━━━━━ Data provided ━━━━━

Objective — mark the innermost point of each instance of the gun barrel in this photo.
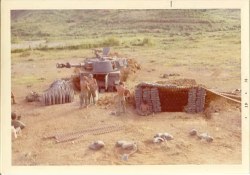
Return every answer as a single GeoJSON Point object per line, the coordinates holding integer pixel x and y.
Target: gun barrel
{"type": "Point", "coordinates": [68, 65]}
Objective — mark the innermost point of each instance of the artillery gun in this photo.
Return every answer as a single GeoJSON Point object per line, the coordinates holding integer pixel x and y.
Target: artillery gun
{"type": "Point", "coordinates": [106, 70]}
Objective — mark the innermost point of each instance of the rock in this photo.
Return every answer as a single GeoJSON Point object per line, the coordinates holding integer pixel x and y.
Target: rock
{"type": "Point", "coordinates": [167, 136]}
{"type": "Point", "coordinates": [125, 157]}
{"type": "Point", "coordinates": [209, 139]}
{"type": "Point", "coordinates": [120, 143]}
{"type": "Point", "coordinates": [193, 132]}
{"type": "Point", "coordinates": [203, 136]}
{"type": "Point", "coordinates": [158, 135]}
{"type": "Point", "coordinates": [129, 145]}
{"type": "Point", "coordinates": [158, 140]}
{"type": "Point", "coordinates": [97, 145]}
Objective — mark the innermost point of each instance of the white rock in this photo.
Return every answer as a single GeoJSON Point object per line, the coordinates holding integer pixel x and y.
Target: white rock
{"type": "Point", "coordinates": [167, 136]}
{"type": "Point", "coordinates": [193, 132]}
{"type": "Point", "coordinates": [158, 140]}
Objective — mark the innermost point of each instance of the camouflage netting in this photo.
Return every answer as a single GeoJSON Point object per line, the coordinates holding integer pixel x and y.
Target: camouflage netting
{"type": "Point", "coordinates": [170, 98]}
{"type": "Point", "coordinates": [59, 92]}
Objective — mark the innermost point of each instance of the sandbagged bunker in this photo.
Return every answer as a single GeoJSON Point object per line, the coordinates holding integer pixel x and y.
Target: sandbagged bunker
{"type": "Point", "coordinates": [170, 98]}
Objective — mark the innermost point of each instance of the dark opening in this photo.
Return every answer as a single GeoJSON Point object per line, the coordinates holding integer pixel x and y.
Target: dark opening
{"type": "Point", "coordinates": [173, 100]}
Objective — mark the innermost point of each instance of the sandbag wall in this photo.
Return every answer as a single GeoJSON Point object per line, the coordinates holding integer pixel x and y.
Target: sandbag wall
{"type": "Point", "coordinates": [59, 92]}
{"type": "Point", "coordinates": [170, 98]}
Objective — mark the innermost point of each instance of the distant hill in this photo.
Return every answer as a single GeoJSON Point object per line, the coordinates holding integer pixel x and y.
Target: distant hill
{"type": "Point", "coordinates": [70, 24]}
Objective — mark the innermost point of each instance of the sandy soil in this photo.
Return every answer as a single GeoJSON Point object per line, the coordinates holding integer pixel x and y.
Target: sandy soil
{"type": "Point", "coordinates": [31, 149]}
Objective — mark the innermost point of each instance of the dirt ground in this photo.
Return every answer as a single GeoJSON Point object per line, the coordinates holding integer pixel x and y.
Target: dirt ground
{"type": "Point", "coordinates": [32, 149]}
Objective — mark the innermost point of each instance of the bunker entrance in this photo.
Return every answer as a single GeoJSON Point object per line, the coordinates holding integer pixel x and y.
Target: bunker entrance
{"type": "Point", "coordinates": [173, 100]}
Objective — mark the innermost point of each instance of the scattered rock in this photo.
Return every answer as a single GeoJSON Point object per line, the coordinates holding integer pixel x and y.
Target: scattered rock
{"type": "Point", "coordinates": [125, 157]}
{"type": "Point", "coordinates": [202, 136]}
{"type": "Point", "coordinates": [165, 136]}
{"type": "Point", "coordinates": [158, 140]}
{"type": "Point", "coordinates": [209, 139]}
{"type": "Point", "coordinates": [120, 143]}
{"type": "Point", "coordinates": [158, 135]}
{"type": "Point", "coordinates": [169, 75]}
{"type": "Point", "coordinates": [193, 132]}
{"type": "Point", "coordinates": [129, 145]}
{"type": "Point", "coordinates": [205, 136]}
{"type": "Point", "coordinates": [97, 145]}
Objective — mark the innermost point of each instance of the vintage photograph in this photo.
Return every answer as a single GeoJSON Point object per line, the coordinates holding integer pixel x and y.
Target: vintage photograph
{"type": "Point", "coordinates": [126, 87]}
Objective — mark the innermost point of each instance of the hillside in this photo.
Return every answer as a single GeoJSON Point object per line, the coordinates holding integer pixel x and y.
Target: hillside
{"type": "Point", "coordinates": [58, 25]}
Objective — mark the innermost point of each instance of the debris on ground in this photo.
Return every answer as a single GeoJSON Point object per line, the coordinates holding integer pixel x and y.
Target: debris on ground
{"type": "Point", "coordinates": [32, 96]}
{"type": "Point", "coordinates": [169, 75]}
{"type": "Point", "coordinates": [161, 137]}
{"type": "Point", "coordinates": [193, 132]}
{"type": "Point", "coordinates": [125, 149]}
{"type": "Point", "coordinates": [158, 140]}
{"type": "Point", "coordinates": [65, 137]}
{"type": "Point", "coordinates": [96, 145]}
{"type": "Point", "coordinates": [205, 136]}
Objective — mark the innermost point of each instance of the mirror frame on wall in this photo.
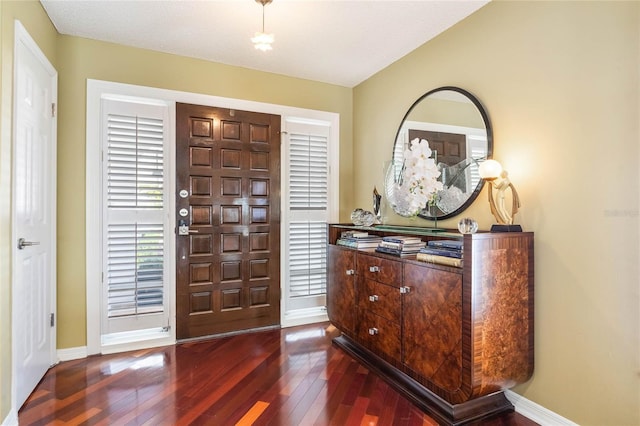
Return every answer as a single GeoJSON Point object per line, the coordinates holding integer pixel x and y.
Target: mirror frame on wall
{"type": "Point", "coordinates": [489, 153]}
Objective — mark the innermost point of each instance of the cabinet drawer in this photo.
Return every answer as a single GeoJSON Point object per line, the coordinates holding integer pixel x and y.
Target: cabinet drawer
{"type": "Point", "coordinates": [379, 335]}
{"type": "Point", "coordinates": [380, 299]}
{"type": "Point", "coordinates": [378, 269]}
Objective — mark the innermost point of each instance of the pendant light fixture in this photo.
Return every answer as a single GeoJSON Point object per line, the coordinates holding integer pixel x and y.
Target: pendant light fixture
{"type": "Point", "coordinates": [261, 40]}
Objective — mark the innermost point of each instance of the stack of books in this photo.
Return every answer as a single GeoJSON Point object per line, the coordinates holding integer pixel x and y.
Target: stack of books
{"type": "Point", "coordinates": [358, 240]}
{"type": "Point", "coordinates": [400, 245]}
{"type": "Point", "coordinates": [444, 252]}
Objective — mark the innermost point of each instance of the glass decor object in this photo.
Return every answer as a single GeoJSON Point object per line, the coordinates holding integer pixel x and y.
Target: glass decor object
{"type": "Point", "coordinates": [367, 218]}
{"type": "Point", "coordinates": [356, 217]}
{"type": "Point", "coordinates": [467, 225]}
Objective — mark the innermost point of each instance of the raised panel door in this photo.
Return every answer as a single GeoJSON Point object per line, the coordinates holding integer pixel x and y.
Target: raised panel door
{"type": "Point", "coordinates": [228, 265]}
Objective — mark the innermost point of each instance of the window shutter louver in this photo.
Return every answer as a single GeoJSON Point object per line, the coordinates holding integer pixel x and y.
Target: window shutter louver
{"type": "Point", "coordinates": [308, 172]}
{"type": "Point", "coordinates": [134, 186]}
{"type": "Point", "coordinates": [308, 211]}
{"type": "Point", "coordinates": [308, 258]}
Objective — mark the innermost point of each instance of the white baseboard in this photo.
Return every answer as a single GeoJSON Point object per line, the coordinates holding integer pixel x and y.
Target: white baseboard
{"type": "Point", "coordinates": [11, 419]}
{"type": "Point", "coordinates": [303, 317]}
{"type": "Point", "coordinates": [69, 354]}
{"type": "Point", "coordinates": [536, 412]}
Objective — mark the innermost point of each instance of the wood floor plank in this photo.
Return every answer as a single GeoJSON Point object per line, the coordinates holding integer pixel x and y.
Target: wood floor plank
{"type": "Point", "coordinates": [287, 377]}
{"type": "Point", "coordinates": [253, 414]}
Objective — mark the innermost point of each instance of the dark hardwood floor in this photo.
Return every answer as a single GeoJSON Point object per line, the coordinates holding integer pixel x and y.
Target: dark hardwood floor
{"type": "Point", "coordinates": [293, 376]}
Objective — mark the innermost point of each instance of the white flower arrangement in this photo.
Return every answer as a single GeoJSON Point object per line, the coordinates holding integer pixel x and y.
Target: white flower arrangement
{"type": "Point", "coordinates": [419, 185]}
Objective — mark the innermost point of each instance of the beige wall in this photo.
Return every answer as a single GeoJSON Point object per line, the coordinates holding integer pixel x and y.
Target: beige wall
{"type": "Point", "coordinates": [560, 83]}
{"type": "Point", "coordinates": [33, 18]}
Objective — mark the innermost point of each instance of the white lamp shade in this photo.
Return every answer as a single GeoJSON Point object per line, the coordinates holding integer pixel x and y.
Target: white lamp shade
{"type": "Point", "coordinates": [490, 169]}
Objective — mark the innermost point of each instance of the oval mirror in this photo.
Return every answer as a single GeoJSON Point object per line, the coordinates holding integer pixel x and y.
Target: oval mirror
{"type": "Point", "coordinates": [459, 133]}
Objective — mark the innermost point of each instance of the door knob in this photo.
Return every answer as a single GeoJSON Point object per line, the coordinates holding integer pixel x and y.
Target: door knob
{"type": "Point", "coordinates": [22, 243]}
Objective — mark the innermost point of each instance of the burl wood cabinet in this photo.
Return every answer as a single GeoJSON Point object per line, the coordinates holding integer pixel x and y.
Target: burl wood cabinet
{"type": "Point", "coordinates": [450, 339]}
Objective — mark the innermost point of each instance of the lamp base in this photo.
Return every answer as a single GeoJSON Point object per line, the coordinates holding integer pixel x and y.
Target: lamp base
{"type": "Point", "coordinates": [506, 228]}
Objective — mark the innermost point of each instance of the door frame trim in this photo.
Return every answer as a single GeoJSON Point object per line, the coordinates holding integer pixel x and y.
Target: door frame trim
{"type": "Point", "coordinates": [22, 37]}
{"type": "Point", "coordinates": [93, 258]}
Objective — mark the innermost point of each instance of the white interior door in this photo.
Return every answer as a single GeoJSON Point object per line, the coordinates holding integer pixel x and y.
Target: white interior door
{"type": "Point", "coordinates": [33, 204]}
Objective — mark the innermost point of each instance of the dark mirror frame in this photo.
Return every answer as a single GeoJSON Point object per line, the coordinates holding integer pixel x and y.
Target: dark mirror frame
{"type": "Point", "coordinates": [487, 125]}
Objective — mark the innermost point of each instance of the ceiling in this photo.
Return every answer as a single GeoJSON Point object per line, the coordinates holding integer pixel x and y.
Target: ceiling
{"type": "Point", "coordinates": [334, 41]}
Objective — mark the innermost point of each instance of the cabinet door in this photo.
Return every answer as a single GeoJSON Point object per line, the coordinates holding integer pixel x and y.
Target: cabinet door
{"type": "Point", "coordinates": [341, 290]}
{"type": "Point", "coordinates": [379, 335]}
{"type": "Point", "coordinates": [381, 299]}
{"type": "Point", "coordinates": [432, 325]}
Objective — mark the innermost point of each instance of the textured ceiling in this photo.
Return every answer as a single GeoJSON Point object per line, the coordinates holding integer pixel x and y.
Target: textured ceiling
{"type": "Point", "coordinates": [332, 41]}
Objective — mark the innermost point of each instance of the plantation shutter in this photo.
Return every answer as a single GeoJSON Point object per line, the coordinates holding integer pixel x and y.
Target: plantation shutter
{"type": "Point", "coordinates": [134, 182]}
{"type": "Point", "coordinates": [308, 209]}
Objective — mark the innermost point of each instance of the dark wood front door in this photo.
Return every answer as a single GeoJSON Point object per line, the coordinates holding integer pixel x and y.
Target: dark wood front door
{"type": "Point", "coordinates": [451, 147]}
{"type": "Point", "coordinates": [228, 194]}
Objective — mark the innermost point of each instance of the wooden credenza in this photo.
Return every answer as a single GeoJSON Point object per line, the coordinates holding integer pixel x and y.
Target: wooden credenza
{"type": "Point", "coordinates": [450, 339]}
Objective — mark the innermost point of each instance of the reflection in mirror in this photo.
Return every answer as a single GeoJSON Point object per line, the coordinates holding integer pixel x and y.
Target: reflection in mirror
{"type": "Point", "coordinates": [459, 134]}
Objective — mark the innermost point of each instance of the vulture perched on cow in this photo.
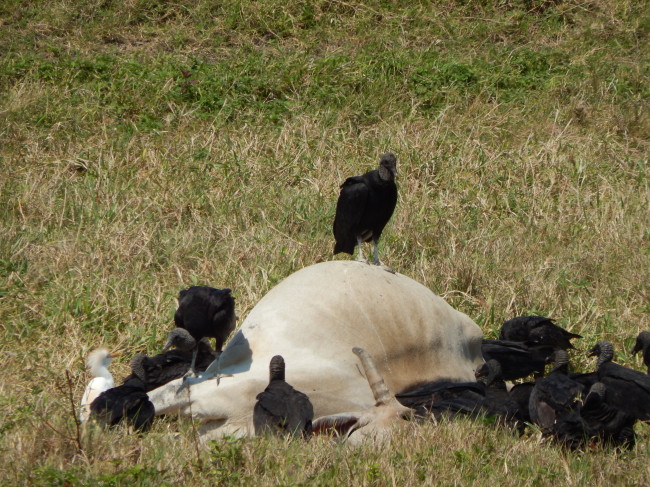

━━━━━

Repeat exactly the lines from the start of the entries down to the line with "opening in this photo.", keeping both ends but none of the pictures.

**Solution to this problem**
Objective — mark the innermost point of each instance of the gun barrel in this photo.
Return every answer as a single GeoJSON Point object per line, the coordinates holding integer pixel x and y.
Target: gun barrel
{"type": "Point", "coordinates": [68, 65]}
Objective — mark the innermost point of each instance of the artillery gun in this photo.
Return every answer as a single GeoJSON Point object per line, the coordinates holding integer pixel x and y.
Target: artillery gun
{"type": "Point", "coordinates": [106, 70]}
Objective — mark the innermost point of each instance of the rock in this photo.
Return every answer as a single GeoJSON Point object per line, the coordinates holding integer pixel x and y.
Target: rock
{"type": "Point", "coordinates": [167, 136]}
{"type": "Point", "coordinates": [125, 157]}
{"type": "Point", "coordinates": [209, 139]}
{"type": "Point", "coordinates": [120, 143]}
{"type": "Point", "coordinates": [193, 132]}
{"type": "Point", "coordinates": [203, 136]}
{"type": "Point", "coordinates": [158, 135]}
{"type": "Point", "coordinates": [129, 145]}
{"type": "Point", "coordinates": [158, 140]}
{"type": "Point", "coordinates": [97, 145]}
Objective — mark the innermost point of each instance of the white rock in this photo.
Return every answer as a single GeoJSON Point object per line, the coordinates holding integer pixel x and y.
Target: white rock
{"type": "Point", "coordinates": [167, 136]}
{"type": "Point", "coordinates": [193, 132]}
{"type": "Point", "coordinates": [158, 140]}
Objective — mark the innermost point of each instance of the camouflage netting in this photo.
Return every answer as a single GeoJSON Point object per line, the coordinates holding integer pixel x and y.
Target: camouflage netting
{"type": "Point", "coordinates": [170, 98]}
{"type": "Point", "coordinates": [59, 92]}
Objective — mark the innermost point of each instance of the sandbagged bunker in this photo.
Return every answer as a single GeoJSON Point object per line, the coordinates holding integer pixel x and y.
Target: sandbagged bunker
{"type": "Point", "coordinates": [170, 98]}
Objective — mark the innermost point of each instance of the dark opening in this photo.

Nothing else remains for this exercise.